§ **Items from a data source**:
※
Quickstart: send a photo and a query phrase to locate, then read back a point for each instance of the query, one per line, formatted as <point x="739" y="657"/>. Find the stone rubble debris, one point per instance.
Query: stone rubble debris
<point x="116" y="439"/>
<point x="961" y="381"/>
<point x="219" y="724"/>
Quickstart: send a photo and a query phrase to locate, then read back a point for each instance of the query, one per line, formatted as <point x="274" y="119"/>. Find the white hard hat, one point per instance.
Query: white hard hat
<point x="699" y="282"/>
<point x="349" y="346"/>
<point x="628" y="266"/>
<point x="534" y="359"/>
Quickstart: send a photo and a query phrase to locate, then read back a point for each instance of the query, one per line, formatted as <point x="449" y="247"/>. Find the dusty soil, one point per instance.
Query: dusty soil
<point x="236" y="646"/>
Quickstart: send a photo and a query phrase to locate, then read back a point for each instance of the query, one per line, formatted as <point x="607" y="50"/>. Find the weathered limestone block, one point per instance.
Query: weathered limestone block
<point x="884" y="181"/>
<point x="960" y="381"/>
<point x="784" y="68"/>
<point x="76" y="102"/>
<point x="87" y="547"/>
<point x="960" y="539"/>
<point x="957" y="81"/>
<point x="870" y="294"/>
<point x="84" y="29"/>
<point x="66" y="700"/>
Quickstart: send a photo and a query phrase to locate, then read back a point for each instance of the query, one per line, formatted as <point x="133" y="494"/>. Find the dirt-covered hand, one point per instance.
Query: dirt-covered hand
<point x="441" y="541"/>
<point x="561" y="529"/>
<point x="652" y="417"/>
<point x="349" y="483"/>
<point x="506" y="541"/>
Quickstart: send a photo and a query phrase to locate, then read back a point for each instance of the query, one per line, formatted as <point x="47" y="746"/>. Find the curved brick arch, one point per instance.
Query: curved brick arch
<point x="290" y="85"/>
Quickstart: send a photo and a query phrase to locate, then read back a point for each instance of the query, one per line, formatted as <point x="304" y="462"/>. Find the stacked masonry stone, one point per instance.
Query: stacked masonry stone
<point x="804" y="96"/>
※
§ **Exercise prompt**: Each entry above, in full, should be output exactly as it reads.

§ **Written solution**:
Quickstart: send a photo and a query phrase to locate, then read back a point for each instance of the query, one per line, formatted as <point x="739" y="657"/>. Find the stone rubble debris, one point per instance.
Query: stone rubble debris
<point x="116" y="439"/>
<point x="961" y="381"/>
<point x="219" y="724"/>
Quickstart: send a photo and a query phrase to locate, then read back a point for each instance of the query, one per line, formatted as <point x="274" y="119"/>. Find the white hard hat, one point per instance.
Query: white hard hat
<point x="699" y="282"/>
<point x="349" y="346"/>
<point x="628" y="266"/>
<point x="534" y="359"/>
Quickstart: send a photo and a query phrase to locate, then read back a point for each instance of the query, one per line, formatted as <point x="449" y="247"/>. Find the dusty soil, one point per instance.
Query: dusty soil
<point x="236" y="646"/>
Quickstart: send a photo and a query phrase to locate, then read back a point for each instance of the query, one per line, formatted as <point x="607" y="50"/>. Find the weathered limestone block, one point per instance.
Query: weathered limestone block
<point x="884" y="181"/>
<point x="960" y="381"/>
<point x="784" y="68"/>
<point x="76" y="102"/>
<point x="87" y="547"/>
<point x="960" y="539"/>
<point x="957" y="81"/>
<point x="870" y="294"/>
<point x="84" y="29"/>
<point x="66" y="700"/>
Quickstart: send a photo and a query phrase to locate, then read back a point for each instance of the query, one per line, formatted as <point x="133" y="494"/>. Find the dirt-covered hand, one point per instance.
Query: dirt-covered hand
<point x="441" y="541"/>
<point x="561" y="529"/>
<point x="652" y="417"/>
<point x="349" y="483"/>
<point x="506" y="541"/>
Quickstart: send a photo and a query phrase to locate, then read back a point for each instance of the query, one per line, formatted as <point x="47" y="746"/>. Find the curved brick arch, one point per instance.
Query: curved brick arch
<point x="290" y="85"/>
Quickstart: send a photo and a query phrase to locate, then read back a point for each instance of the query, one per line, formatted as <point x="304" y="462"/>. Find the stacked masonry stone, one point per instance.
Query: stacked masonry stone
<point x="804" y="96"/>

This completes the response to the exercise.